What needs to be done: Copy out all of the records below line for line, keeping every character unchanged.

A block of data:
○ ○ ○ ○ ○ ○ ○

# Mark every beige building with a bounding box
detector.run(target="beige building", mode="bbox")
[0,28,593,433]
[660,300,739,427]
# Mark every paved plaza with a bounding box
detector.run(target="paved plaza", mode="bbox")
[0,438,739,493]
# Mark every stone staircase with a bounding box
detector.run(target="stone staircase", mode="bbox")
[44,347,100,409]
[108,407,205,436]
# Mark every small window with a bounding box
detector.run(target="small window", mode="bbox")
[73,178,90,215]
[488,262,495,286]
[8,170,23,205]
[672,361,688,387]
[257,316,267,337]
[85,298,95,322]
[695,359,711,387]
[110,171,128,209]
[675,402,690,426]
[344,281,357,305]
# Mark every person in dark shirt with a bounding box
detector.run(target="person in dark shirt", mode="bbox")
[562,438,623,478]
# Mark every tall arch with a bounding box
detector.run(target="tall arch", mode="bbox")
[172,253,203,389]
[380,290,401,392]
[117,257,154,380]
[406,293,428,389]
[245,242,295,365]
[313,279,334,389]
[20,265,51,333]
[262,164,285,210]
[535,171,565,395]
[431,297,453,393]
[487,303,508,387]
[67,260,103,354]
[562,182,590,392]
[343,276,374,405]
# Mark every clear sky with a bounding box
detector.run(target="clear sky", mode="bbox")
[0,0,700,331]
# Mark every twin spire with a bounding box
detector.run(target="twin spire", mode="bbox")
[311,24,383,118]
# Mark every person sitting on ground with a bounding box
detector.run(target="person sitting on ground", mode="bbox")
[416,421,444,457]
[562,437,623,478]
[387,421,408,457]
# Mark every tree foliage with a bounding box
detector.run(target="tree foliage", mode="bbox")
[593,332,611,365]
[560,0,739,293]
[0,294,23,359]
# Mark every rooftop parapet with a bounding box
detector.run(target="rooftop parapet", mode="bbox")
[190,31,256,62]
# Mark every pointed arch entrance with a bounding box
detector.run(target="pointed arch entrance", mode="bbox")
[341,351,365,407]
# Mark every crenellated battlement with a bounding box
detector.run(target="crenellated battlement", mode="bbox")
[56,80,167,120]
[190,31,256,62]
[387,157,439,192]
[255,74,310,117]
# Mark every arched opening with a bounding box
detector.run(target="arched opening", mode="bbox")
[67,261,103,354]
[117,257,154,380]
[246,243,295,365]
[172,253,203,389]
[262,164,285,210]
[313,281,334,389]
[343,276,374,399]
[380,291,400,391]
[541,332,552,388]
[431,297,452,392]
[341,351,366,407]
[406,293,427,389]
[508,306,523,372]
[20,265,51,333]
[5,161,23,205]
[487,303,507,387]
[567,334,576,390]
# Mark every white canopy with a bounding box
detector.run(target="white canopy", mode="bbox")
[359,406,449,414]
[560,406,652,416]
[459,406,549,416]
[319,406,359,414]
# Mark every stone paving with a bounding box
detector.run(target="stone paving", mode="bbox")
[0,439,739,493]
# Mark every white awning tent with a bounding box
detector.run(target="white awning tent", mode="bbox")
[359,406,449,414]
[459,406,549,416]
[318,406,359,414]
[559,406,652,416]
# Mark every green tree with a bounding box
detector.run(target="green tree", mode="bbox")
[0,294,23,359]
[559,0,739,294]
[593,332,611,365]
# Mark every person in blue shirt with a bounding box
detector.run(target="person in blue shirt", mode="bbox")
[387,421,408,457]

○ ○ ○ ○ ○ ○ ○

Solution for this exercise:
# Mark every beige building with a bounding box
detector.run(target="beige building", mode="bbox")
[0,28,593,433]
[660,300,739,427]
# Mark every paved plaza with a bounding box
detector.run(target="paved plaza", mode="bbox")
[0,438,739,493]
# Mark every stone staircase with a bounding box
detector.run(target="stone staircase", mode="bbox")
[44,347,100,409]
[108,407,205,436]
# Mark every small window with a bounding box
detector.run(target="small window", mode="bbox")
[73,178,90,215]
[488,262,495,286]
[8,170,23,205]
[672,361,688,387]
[257,316,267,337]
[85,298,95,322]
[695,359,711,387]
[110,171,128,209]
[675,402,690,426]
[344,281,357,305]
# Mark every person in dark shirt with a bounding box
detector.run(target="person in dark shirt", mode="bbox")
[562,438,623,478]
# Mark every tall arch with a bounding box
detector.run(target="tall arch", mode="bbox")
[172,253,203,389]
[380,290,401,392]
[117,257,154,380]
[406,293,428,389]
[245,242,295,365]
[313,279,334,389]
[20,265,51,333]
[262,164,285,210]
[535,171,565,395]
[431,297,453,393]
[487,303,508,387]
[67,260,103,354]
[562,182,590,392]
[343,276,374,405]
# Mark every clear sky with a bounding box
detector.run(target="clear sky", mode="bbox")
[0,0,700,331]
# Mark every twin spire with a bounding box
detector.run(target="twin spire", mode="bbox")
[311,24,383,118]
# Mark every person sitting on ground with a bounding box
detector.run(target="person sitting on ground", mode="bbox")
[416,421,444,457]
[562,437,623,478]
[387,421,408,457]
# Mark every tree foliage with a bounding box
detector.run(target="tree foliage", mode="bbox")
[593,332,611,365]
[560,0,739,293]
[0,294,23,359]
# Mark every rooftop parapet with a bounding box
detector.run(target="rooftop parapet", mode="bbox")
[190,31,256,62]
# Mark every pointed arch entrance with a bounding box
detector.run(target="pointed arch entrance", mode="bbox")
[341,351,365,407]
# Mark every crenellated battlement with a bounding box
detector.run(target="crenellated battlement", mode="bbox")
[56,80,167,120]
[190,31,256,62]
[387,157,439,192]
[255,74,310,117]
# Mark every arched opening with a bounding box
detector.run(target="arched opening", mode="bbox")
[67,261,103,354]
[117,257,154,380]
[246,243,295,365]
[172,253,203,389]
[262,164,285,210]
[313,281,334,389]
[343,276,374,399]
[380,291,400,391]
[541,332,552,388]
[431,297,452,392]
[341,351,366,407]
[406,293,427,389]
[508,306,523,372]
[20,265,51,333]
[5,161,23,205]
[487,303,507,387]
[567,334,576,390]
# Mark every white canopy with a bounding box
detector.run(target="white canopy", mode="bbox")
[359,406,449,414]
[560,406,652,416]
[459,406,549,416]
[319,406,359,414]
# Mark every stone paving with a bounding box
detector.run(target="stone paving", mode="bbox")
[0,439,739,493]
# Mark every white awning tent with a bounding box
detector.run(target="white awning tent", mode="bbox")
[359,406,449,414]
[459,406,549,416]
[318,406,359,414]
[559,406,652,416]
# Mark every green tree with a bounding box
detector.run(target="green tree", mode="bbox")
[0,294,23,359]
[559,0,739,294]
[593,332,611,365]
# Mark every person in blue shirt with a bounding box
detector.run(target="person in blue shirt", mode="bbox")
[387,421,408,457]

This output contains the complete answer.